+++ EXERCISE MATERIALS

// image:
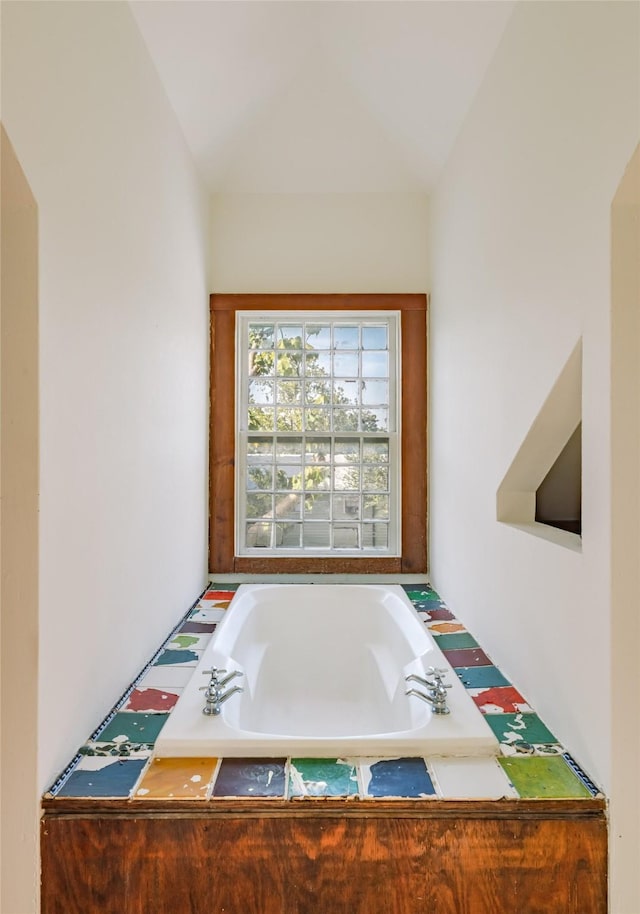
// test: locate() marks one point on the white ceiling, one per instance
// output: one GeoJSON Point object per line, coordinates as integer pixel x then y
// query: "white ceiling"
{"type": "Point", "coordinates": [306, 96]}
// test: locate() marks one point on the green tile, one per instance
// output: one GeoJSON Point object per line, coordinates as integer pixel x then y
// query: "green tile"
{"type": "Point", "coordinates": [543, 778]}
{"type": "Point", "coordinates": [322, 777]}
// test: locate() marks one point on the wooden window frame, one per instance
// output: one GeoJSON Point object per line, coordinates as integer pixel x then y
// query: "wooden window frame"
{"type": "Point", "coordinates": [222, 558]}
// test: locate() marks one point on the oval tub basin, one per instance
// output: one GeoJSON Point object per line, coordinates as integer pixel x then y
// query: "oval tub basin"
{"type": "Point", "coordinates": [324, 670]}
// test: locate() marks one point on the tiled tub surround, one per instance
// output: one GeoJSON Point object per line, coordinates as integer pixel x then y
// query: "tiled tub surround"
{"type": "Point", "coordinates": [117, 761]}
{"type": "Point", "coordinates": [306, 691]}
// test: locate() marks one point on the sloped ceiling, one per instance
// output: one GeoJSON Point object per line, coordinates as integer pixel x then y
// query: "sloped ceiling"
{"type": "Point", "coordinates": [303, 96]}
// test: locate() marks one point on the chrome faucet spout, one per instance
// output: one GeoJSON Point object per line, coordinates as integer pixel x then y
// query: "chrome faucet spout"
{"type": "Point", "coordinates": [223, 682]}
{"type": "Point", "coordinates": [222, 698]}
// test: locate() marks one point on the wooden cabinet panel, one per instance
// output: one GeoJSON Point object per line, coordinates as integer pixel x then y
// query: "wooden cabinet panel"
{"type": "Point", "coordinates": [181, 864]}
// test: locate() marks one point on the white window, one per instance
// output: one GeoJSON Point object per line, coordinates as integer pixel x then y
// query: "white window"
{"type": "Point", "coordinates": [318, 433]}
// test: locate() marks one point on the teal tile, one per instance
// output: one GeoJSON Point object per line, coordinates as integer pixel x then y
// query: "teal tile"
{"type": "Point", "coordinates": [309, 777]}
{"type": "Point", "coordinates": [480, 677]}
{"type": "Point", "coordinates": [515, 728]}
{"type": "Point", "coordinates": [456, 641]}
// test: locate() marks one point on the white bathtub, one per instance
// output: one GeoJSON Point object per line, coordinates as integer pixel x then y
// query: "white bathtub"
{"type": "Point", "coordinates": [324, 669]}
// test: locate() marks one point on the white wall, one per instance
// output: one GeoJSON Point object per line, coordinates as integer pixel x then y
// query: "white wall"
{"type": "Point", "coordinates": [19, 544]}
{"type": "Point", "coordinates": [521, 269]}
{"type": "Point", "coordinates": [123, 354]}
{"type": "Point", "coordinates": [319, 242]}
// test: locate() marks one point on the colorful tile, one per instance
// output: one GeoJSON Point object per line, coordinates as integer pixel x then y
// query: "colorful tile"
{"type": "Point", "coordinates": [471, 656]}
{"type": "Point", "coordinates": [499, 700]}
{"type": "Point", "coordinates": [543, 778]}
{"type": "Point", "coordinates": [129, 727]}
{"type": "Point", "coordinates": [470, 778]}
{"type": "Point", "coordinates": [226, 594]}
{"type": "Point", "coordinates": [166, 677]}
{"type": "Point", "coordinates": [456, 641]}
{"type": "Point", "coordinates": [172, 657]}
{"type": "Point", "coordinates": [120, 750]}
{"type": "Point", "coordinates": [247, 777]}
{"type": "Point", "coordinates": [436, 613]}
{"type": "Point", "coordinates": [400, 777]}
{"type": "Point", "coordinates": [152, 700]}
{"type": "Point", "coordinates": [177, 778]}
{"type": "Point", "coordinates": [183, 641]}
{"type": "Point", "coordinates": [527, 728]}
{"type": "Point", "coordinates": [102, 777]}
{"type": "Point", "coordinates": [422, 593]}
{"type": "Point", "coordinates": [445, 628]}
{"type": "Point", "coordinates": [523, 748]}
{"type": "Point", "coordinates": [479, 677]}
{"type": "Point", "coordinates": [200, 628]}
{"type": "Point", "coordinates": [311, 777]}
{"type": "Point", "coordinates": [206, 615]}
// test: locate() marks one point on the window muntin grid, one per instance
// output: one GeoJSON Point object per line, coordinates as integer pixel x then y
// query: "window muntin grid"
{"type": "Point", "coordinates": [318, 441]}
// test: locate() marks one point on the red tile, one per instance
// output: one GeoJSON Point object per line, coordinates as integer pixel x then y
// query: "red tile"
{"type": "Point", "coordinates": [472, 656]}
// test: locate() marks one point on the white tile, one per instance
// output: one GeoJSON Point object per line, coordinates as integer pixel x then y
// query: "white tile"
{"type": "Point", "coordinates": [164, 677]}
{"type": "Point", "coordinates": [470, 779]}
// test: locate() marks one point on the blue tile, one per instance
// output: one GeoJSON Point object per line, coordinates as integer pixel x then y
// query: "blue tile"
{"type": "Point", "coordinates": [400, 777]}
{"type": "Point", "coordinates": [246, 777]}
{"type": "Point", "coordinates": [114, 779]}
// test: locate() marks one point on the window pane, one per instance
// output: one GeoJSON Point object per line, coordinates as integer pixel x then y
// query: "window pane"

++++++

Reproduce each entry precisely, dropping only the pictures.

// image:
// test: locate() marks one point on the white ceiling, one per instance
// output: one GeoJSON Point object per line, coordinates as integer pixel x then y
// query: "white ceiling"
{"type": "Point", "coordinates": [306, 96]}
// test: locate() marks one point on the green tile, one per instance
// output: one GeoJSON Point object per line, coordinates as integer pixel x then y
// query: "green tile"
{"type": "Point", "coordinates": [543, 778]}
{"type": "Point", "coordinates": [322, 777]}
// test: locate() marks one point on the wooden window frame, one per instance
// output: one GeoJSON Point object per line, coordinates as integer pixel x then y
// query: "wooden window frame"
{"type": "Point", "coordinates": [222, 558]}
// test: locate() marks one point on the oval tub basin, one per instance
// output: one GeoJSON Point object per line, coordinates as integer pixel x then y
// query: "oval tub basin"
{"type": "Point", "coordinates": [324, 670]}
// test: locate() marks one point on the tiled tub surround, one per instance
// output: one GeoJSON Point object per line, coordinates as integer pixel x then y
// query: "tiled tub surround"
{"type": "Point", "coordinates": [117, 761]}
{"type": "Point", "coordinates": [306, 691]}
// test: locate() marks one point on the sloped ceiling, one per instance
// output: one GeoJSON Point object per line, coordinates as integer pixel x then y
// query: "sloped ceiling"
{"type": "Point", "coordinates": [303, 96]}
// test: locate() marks one point on the chrome faucet spout, one per instance
// output: one GeoJSON Point object per line, coordinates as integer pixel x then y
// query: "chrome faucet spout"
{"type": "Point", "coordinates": [223, 682]}
{"type": "Point", "coordinates": [222, 698]}
// test: locate() marks one point on the wooden cabinet panel, one per instance
// output: one GeoJSON Point object per line, coordinates as integer pixel x then y
// query: "wooden cabinet panel"
{"type": "Point", "coordinates": [181, 864]}
// test: locate() marks one point on the white window, one per instance
// output: one GeoJSON Point object per line, coordinates as integer pixel x then y
// query: "white window"
{"type": "Point", "coordinates": [318, 433]}
// test: locate() marks one point on the teal tile, one per instance
// output: one GeoJSON Point object per line, coordinates as integer pixel x then y
// query: "teal tile"
{"type": "Point", "coordinates": [309, 777]}
{"type": "Point", "coordinates": [480, 677]}
{"type": "Point", "coordinates": [515, 728]}
{"type": "Point", "coordinates": [456, 641]}
// test: locate() marks one point on the white bathtub, one per instance
// output: one GeoJSON Point object per line, coordinates as integer pixel x then y
// query: "white bathtub"
{"type": "Point", "coordinates": [324, 669]}
// test: locate() marks one point on the white wall, one per instance
// output: one GeoJSON Point object per line, coordinates as integer pixel x then y
// query: "white wall"
{"type": "Point", "coordinates": [19, 544]}
{"type": "Point", "coordinates": [521, 269]}
{"type": "Point", "coordinates": [123, 354]}
{"type": "Point", "coordinates": [319, 242]}
// test: locate() marks one point on the colorful tile, one per instance
// output: one GeoJSON Point object per line, coordinates as integer pixel x then y
// query: "colorful tile"
{"type": "Point", "coordinates": [471, 656]}
{"type": "Point", "coordinates": [499, 700]}
{"type": "Point", "coordinates": [543, 778]}
{"type": "Point", "coordinates": [129, 727]}
{"type": "Point", "coordinates": [470, 778]}
{"type": "Point", "coordinates": [226, 594]}
{"type": "Point", "coordinates": [166, 677]}
{"type": "Point", "coordinates": [456, 641]}
{"type": "Point", "coordinates": [172, 657]}
{"type": "Point", "coordinates": [120, 750]}
{"type": "Point", "coordinates": [247, 777]}
{"type": "Point", "coordinates": [436, 613]}
{"type": "Point", "coordinates": [400, 777]}
{"type": "Point", "coordinates": [152, 700]}
{"type": "Point", "coordinates": [177, 778]}
{"type": "Point", "coordinates": [183, 641]}
{"type": "Point", "coordinates": [527, 728]}
{"type": "Point", "coordinates": [102, 777]}
{"type": "Point", "coordinates": [422, 593]}
{"type": "Point", "coordinates": [445, 628]}
{"type": "Point", "coordinates": [523, 748]}
{"type": "Point", "coordinates": [479, 677]}
{"type": "Point", "coordinates": [200, 628]}
{"type": "Point", "coordinates": [311, 777]}
{"type": "Point", "coordinates": [206, 615]}
// test: locate() marks one point on the window muntin grid, one per instance
// output: one GeoJSON Point object per line, coordinates as integer pixel x then y
// query: "window muntin grid"
{"type": "Point", "coordinates": [318, 441]}
// test: locate() marks one point on the red tile, one per instance
// output: one GeoJSON Point object per line, coordinates as integer pixel x then y
// query: "red tile"
{"type": "Point", "coordinates": [472, 656]}
// test: locate() marks one point on the white tile, one per instance
// output: one GeoJSON Point object per line, coordinates as integer pixel x then y
// query: "white tile"
{"type": "Point", "coordinates": [164, 677]}
{"type": "Point", "coordinates": [470, 779]}
// test: locate() marks one point on the blue tile, one per instance
// output: one GeoJSON Point object per line, coordinates as integer pixel x then y
// query: "blue tile"
{"type": "Point", "coordinates": [400, 777]}
{"type": "Point", "coordinates": [246, 777]}
{"type": "Point", "coordinates": [114, 779]}
// test: locate() marks one point on the window pane, one per instance
// output: one GeoJSON Point object per line, coordinates as integer pixel x then y
// query: "window pane"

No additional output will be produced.